EXTRACTED RECORDS
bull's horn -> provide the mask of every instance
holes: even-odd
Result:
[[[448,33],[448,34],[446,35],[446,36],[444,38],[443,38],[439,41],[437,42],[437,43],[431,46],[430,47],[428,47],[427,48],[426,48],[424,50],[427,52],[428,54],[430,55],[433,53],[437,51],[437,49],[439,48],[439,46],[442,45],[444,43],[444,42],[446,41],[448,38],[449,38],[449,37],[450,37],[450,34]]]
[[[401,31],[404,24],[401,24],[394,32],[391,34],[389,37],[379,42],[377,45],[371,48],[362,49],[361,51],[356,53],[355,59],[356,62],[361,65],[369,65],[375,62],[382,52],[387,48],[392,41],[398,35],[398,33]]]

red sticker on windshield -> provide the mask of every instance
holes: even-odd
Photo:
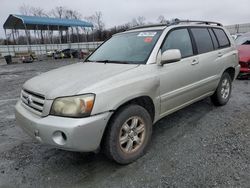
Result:
[[[144,42],[150,43],[150,42],[152,42],[152,40],[153,40],[152,37],[146,37],[146,38],[144,39]]]

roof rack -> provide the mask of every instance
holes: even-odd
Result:
[[[134,30],[134,29],[143,29],[143,28],[147,28],[147,27],[160,27],[160,26],[167,27],[167,26],[171,26],[171,25],[178,25],[181,23],[196,23],[196,24],[223,26],[221,23],[218,23],[218,22],[201,21],[201,20],[180,20],[180,19],[176,18],[176,19],[173,19],[171,21],[167,21],[164,24],[151,24],[151,25],[135,26],[135,27],[132,27],[130,29],[127,29],[127,31]]]
[[[126,31],[129,31],[129,30],[134,30],[134,29],[143,29],[143,28],[147,28],[147,27],[161,27],[161,26],[165,26],[165,27],[167,27],[168,25],[167,25],[167,24],[149,24],[149,25],[140,25],[140,26],[135,26],[135,27],[129,28],[129,29],[127,29]]]
[[[170,21],[169,25],[176,25],[176,24],[180,24],[180,23],[197,23],[197,24],[206,24],[206,25],[214,24],[217,26],[222,26],[222,24],[218,23],[218,22],[202,21],[202,20],[179,20],[178,18]]]

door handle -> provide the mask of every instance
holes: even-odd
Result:
[[[218,53],[218,57],[222,57],[223,54],[221,52]]]
[[[193,62],[191,63],[191,65],[197,65],[197,64],[199,64],[199,61],[196,59],[194,59]]]

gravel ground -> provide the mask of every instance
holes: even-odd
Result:
[[[205,99],[160,120],[147,154],[120,166],[41,145],[16,126],[24,81],[71,63],[0,63],[0,187],[250,187],[250,80],[234,82],[226,106]]]

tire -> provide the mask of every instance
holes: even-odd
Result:
[[[143,156],[149,146],[152,120],[139,105],[127,105],[112,117],[104,138],[104,153],[119,164],[129,164]]]
[[[223,106],[227,104],[231,96],[232,79],[227,72],[224,72],[215,93],[211,96],[211,100],[215,106]]]

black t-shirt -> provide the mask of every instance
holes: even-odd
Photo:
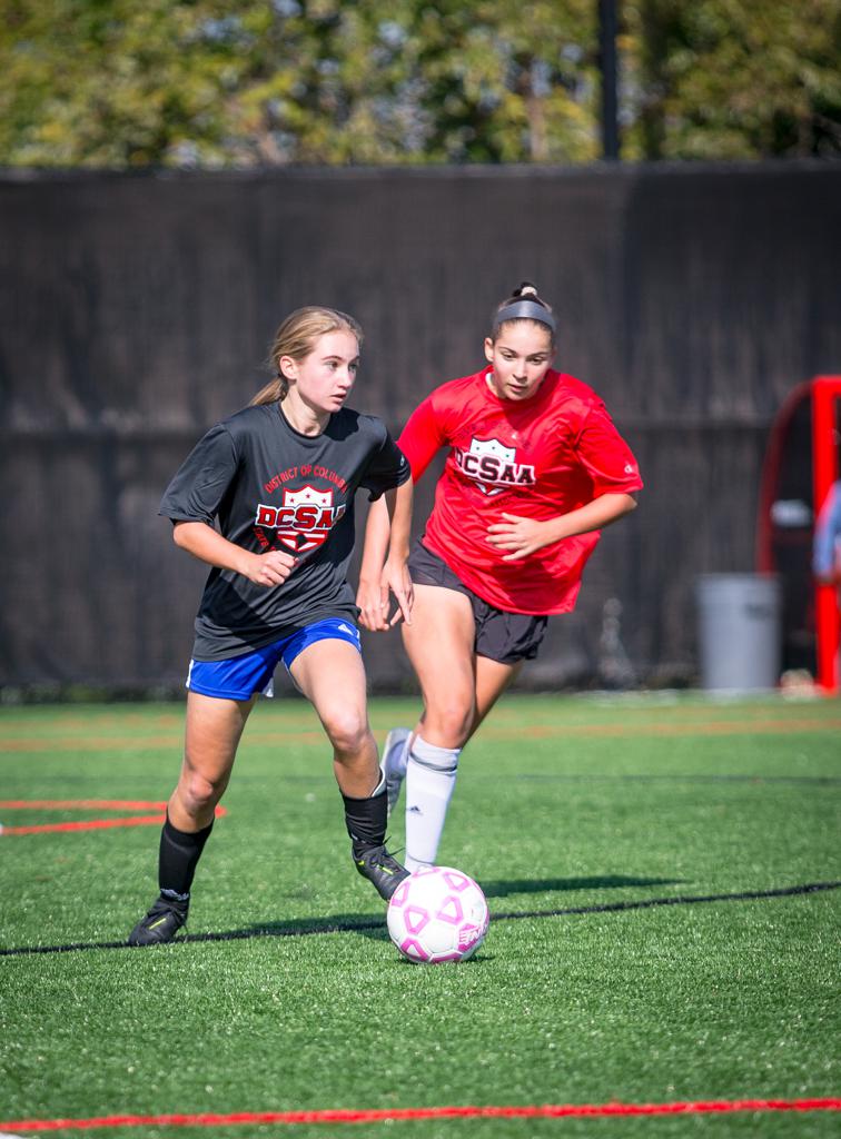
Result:
[[[346,581],[353,550],[353,495],[370,499],[405,483],[409,465],[385,425],[350,408],[320,435],[302,435],[279,403],[245,408],[217,424],[166,489],[160,514],[173,522],[218,521],[246,550],[297,557],[289,577],[255,585],[213,568],[196,615],[193,656],[242,656],[324,617],[359,611]]]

REQUIREMENTS
Revise everything from the line containing "gravel ground ->" down to the end of the items, replacing "tire" with "wheel" and keeping all else unchanged. Leave the pictures out of your answer.

RESPONSE BELOW
gravel ground -> provide the mask of every instance
holes: even-odd
Result:
[[[205,99],[160,120],[147,154],[120,166],[41,145],[16,126],[24,81],[71,63],[0,63],[0,187],[250,187],[250,80],[234,82],[226,106]]]

wheel -> provide the mask of every instance
holes: even-odd
Result:
[[[143,156],[149,146],[152,120],[139,105],[127,105],[112,117],[104,138],[104,153],[119,164],[129,164]]]
[[[223,106],[227,104],[231,96],[232,79],[227,72],[224,72],[215,93],[211,96],[211,100],[215,106]]]

black t-shirt -> provide the mask of every instance
holes: even-odd
Photo:
Result:
[[[346,581],[353,550],[353,495],[370,499],[405,483],[409,465],[385,425],[350,408],[320,435],[302,435],[279,403],[245,408],[217,424],[166,489],[160,514],[173,522],[218,521],[246,550],[297,557],[289,577],[255,585],[213,568],[196,615],[193,656],[242,656],[324,617],[359,611]]]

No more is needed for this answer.